### [TASK BRIEF]
The entries are given below. Output each one unchanged.

### [SOURCE MATERIAL]
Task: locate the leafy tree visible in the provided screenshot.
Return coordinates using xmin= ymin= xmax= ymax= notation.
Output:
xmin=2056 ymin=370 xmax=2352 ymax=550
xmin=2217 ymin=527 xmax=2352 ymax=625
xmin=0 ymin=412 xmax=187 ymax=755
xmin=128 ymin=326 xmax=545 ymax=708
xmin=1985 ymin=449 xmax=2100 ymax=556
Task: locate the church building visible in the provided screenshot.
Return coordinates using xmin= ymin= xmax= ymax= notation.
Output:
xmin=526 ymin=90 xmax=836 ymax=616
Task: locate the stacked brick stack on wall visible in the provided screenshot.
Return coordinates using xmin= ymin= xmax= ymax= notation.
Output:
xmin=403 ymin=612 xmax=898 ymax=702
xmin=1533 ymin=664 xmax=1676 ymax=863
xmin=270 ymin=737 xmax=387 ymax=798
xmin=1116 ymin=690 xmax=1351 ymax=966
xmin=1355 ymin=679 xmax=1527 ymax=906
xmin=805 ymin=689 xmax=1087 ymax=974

### [FINISHED EXERCISE]
Task: locate the leafy tree visible in the provided screenshot.
Return coordinates using xmin= ymin= xmax= ymax= notation.
Output:
xmin=2056 ymin=370 xmax=2352 ymax=550
xmin=2217 ymin=527 xmax=2352 ymax=625
xmin=0 ymin=412 xmax=187 ymax=755
xmin=128 ymin=326 xmax=545 ymax=708
xmin=1985 ymin=449 xmax=2100 ymax=556
Task: locate the church building visible in the provided screenshot.
Return coordinates using xmin= ymin= xmax= ymax= notation.
Output:
xmin=526 ymin=90 xmax=836 ymax=616
Task: locate the stacked brick stack on wall visible in the provided screenshot.
Return coordinates using xmin= ymin= xmax= ymax= notation.
Output:
xmin=403 ymin=612 xmax=898 ymax=702
xmin=1533 ymin=664 xmax=1676 ymax=863
xmin=270 ymin=737 xmax=387 ymax=798
xmin=1116 ymin=690 xmax=1351 ymax=966
xmin=1355 ymin=679 xmax=1527 ymax=906
xmin=805 ymin=689 xmax=1087 ymax=974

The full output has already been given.